__EXCERPT__:
□ □ □ □

How have you handled computerized charting?

Specialties Educators

Published

Specializes in Critical Care/Cardiac/Educator.

Hello fellow teachers,

I am currently teaching clinicals in an ADN program. Our primary clinical site has just gone live with their computerized charting system. I am curious to know how some of you have handled this. Have your students been given their own user ID codes in order to access the electronic medical record? Or is the clinical instructor the only one given a code? How have you handled having students prep the day before the clinical experience? How do they access information from the chart?

I have a meeting at the hospital in a couple of weeks with our liason. I want to come prepared with some ideas. Any help with this is appreciated.

Thanks-

g

Specializes in Med-Surg.

Our students have been using computerized documention for several years in acute care, and now several of our long term care facilities are going online. At each facility our students are given logons and passwords which are strictly theirs, which means the facility can track which charts they are accessing. Most of the patients charts are also paper, so students can look at both. The facility education department will give classes for students concerning how to access documentation, which screens they are responsible for, MARs, careplans, etc. I also have a faculty who will give these classes also. It really is necessary that your faculty knows the computerized charting, because they will need to help students. Students also can go back to the education department for remediation as required. It is amazing how fast students pick up this documentation system. Our faculty also get their own logons and passwords, so they can go in and look at the students charting. If they are working at the same facility, you must make sure they use their faculty logon and not their working logon. Remember everything is trackable now.

□ □ □ □

__GIVEN RECORDS__:
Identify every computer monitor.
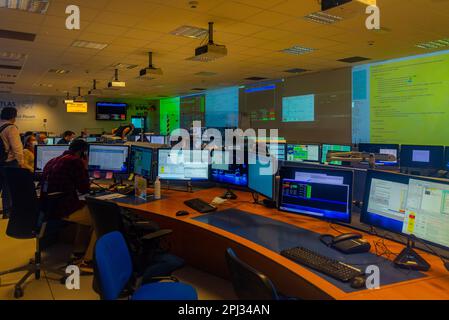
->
[248,153,277,200]
[210,150,248,188]
[129,146,153,180]
[321,144,352,166]
[359,143,399,166]
[157,149,209,181]
[361,171,449,250]
[267,143,286,161]
[34,145,69,173]
[278,167,353,223]
[89,144,129,174]
[287,144,320,162]
[400,145,444,169]
[149,136,166,144]
[47,137,55,146]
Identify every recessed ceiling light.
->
[72,40,108,50]
[48,69,70,74]
[0,0,50,14]
[304,11,343,24]
[111,62,138,70]
[284,68,309,74]
[170,26,209,39]
[195,71,217,77]
[416,38,449,49]
[281,46,315,56]
[0,51,27,62]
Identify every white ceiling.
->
[0,0,449,97]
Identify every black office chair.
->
[0,168,65,299]
[226,249,283,300]
[86,197,185,294]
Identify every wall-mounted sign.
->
[67,102,87,113]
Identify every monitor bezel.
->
[87,143,131,174]
[155,148,211,182]
[360,170,449,251]
[277,166,354,225]
[246,153,281,201]
[128,145,154,180]
[285,143,322,163]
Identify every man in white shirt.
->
[0,107,23,217]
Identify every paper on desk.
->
[96,193,126,200]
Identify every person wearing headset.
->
[41,139,96,273]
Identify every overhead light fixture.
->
[416,38,449,50]
[170,26,208,39]
[139,52,164,79]
[111,62,138,70]
[48,69,70,74]
[108,69,126,90]
[187,22,228,62]
[64,91,75,104]
[304,11,343,24]
[281,46,315,56]
[0,0,50,14]
[74,87,86,102]
[72,40,108,50]
[0,51,27,62]
[89,79,103,96]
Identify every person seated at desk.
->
[112,123,135,140]
[41,140,96,273]
[23,134,37,173]
[57,130,76,145]
[37,132,48,145]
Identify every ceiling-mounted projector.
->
[108,69,126,90]
[139,52,164,79]
[321,0,377,19]
[187,22,228,62]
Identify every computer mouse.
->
[351,276,366,289]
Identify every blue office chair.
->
[95,231,198,300]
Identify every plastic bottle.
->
[154,177,162,200]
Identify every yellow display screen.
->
[67,102,87,113]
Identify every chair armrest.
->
[141,229,173,241]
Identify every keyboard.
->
[184,199,217,213]
[281,247,364,282]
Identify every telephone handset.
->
[320,233,371,254]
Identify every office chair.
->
[86,197,185,293]
[94,231,198,300]
[226,248,284,300]
[0,168,65,299]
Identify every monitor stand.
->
[394,238,430,271]
[220,187,238,200]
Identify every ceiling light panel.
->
[170,26,209,39]
[72,40,108,50]
[281,46,315,56]
[0,0,50,14]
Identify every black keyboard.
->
[184,199,217,213]
[281,247,364,282]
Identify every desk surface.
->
[113,188,449,300]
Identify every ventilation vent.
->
[337,57,371,63]
[284,68,309,74]
[245,77,268,81]
[0,29,36,42]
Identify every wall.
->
[240,68,352,144]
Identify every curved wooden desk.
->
[114,188,449,300]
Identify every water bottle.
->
[154,177,162,200]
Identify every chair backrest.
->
[86,197,123,238]
[1,167,40,239]
[95,231,133,300]
[226,249,279,300]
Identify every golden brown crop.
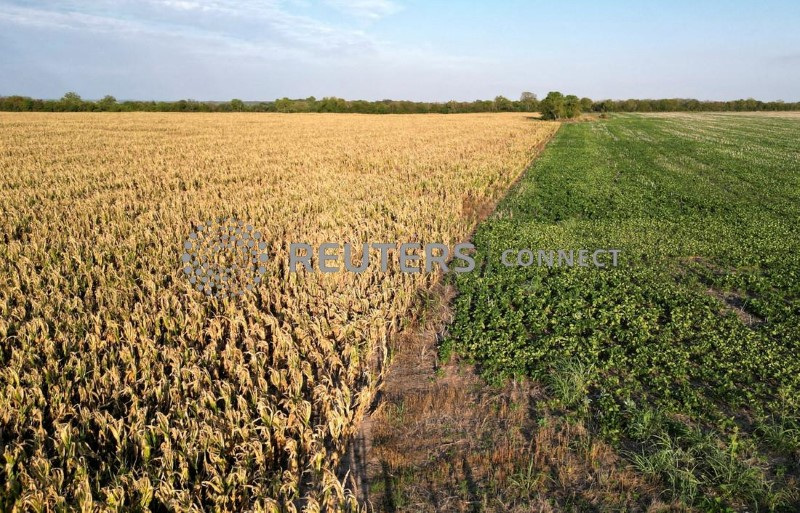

□ □ □ □

__PROMPT 1__:
Reproduce the part of the forum thread on computerized charting that opens with the words containing "I am currently" and closes with "from the chart?".
__PROMPT 2__:
List every question the first poster asks in the forum thread on computerized charting.
__PROMPT 3__:
Pick up the forum thread on computerized charting right after its last sentence and keep it going.

__ANSWER BOX 1__:
I am currently teaching clinicals in an ADN program. Our primary clinical site has just gone live with their computerized charting system. I am curious to know how some of you have handled this. Have your students been given their own user ID codes in order to access the electronic medical record? Or is the clinical instructor the only one given a code? How have you handled having students prep the day before the clinical experience? How do they access information from the chart?

__ANSWER BOX 2__:
- Have your students been given their own user ID codes in order to access the electronic medical record?
- Or is the clinical instructor the only one given a code?
- How have you handled having students prep the day before the clinical experience?
- How do they access information from the chart?

__ANSWER BOX 3__:
Our students can go into the facility, access a computer, and do their prep prior to coming to clinical. A problem has always been the number of computers available on the unit. And the time of day students come up. You will find this is your biggest problem, getting students access to unit computers. Some facilities will designate one or two computers for your students, which is no problem if you only have one or two students, but try having 5 - 6 and things back up.

The best advice would be for faculty to learn the system, see what students will need, and go from there. We are finding that some computer documentation systems have "canned text", which greatly diminished student narrative charting. We always negotiate that students will not do "canned text", but see what works for you.

Good luck. It truly is a learning experience, especially with upgrades!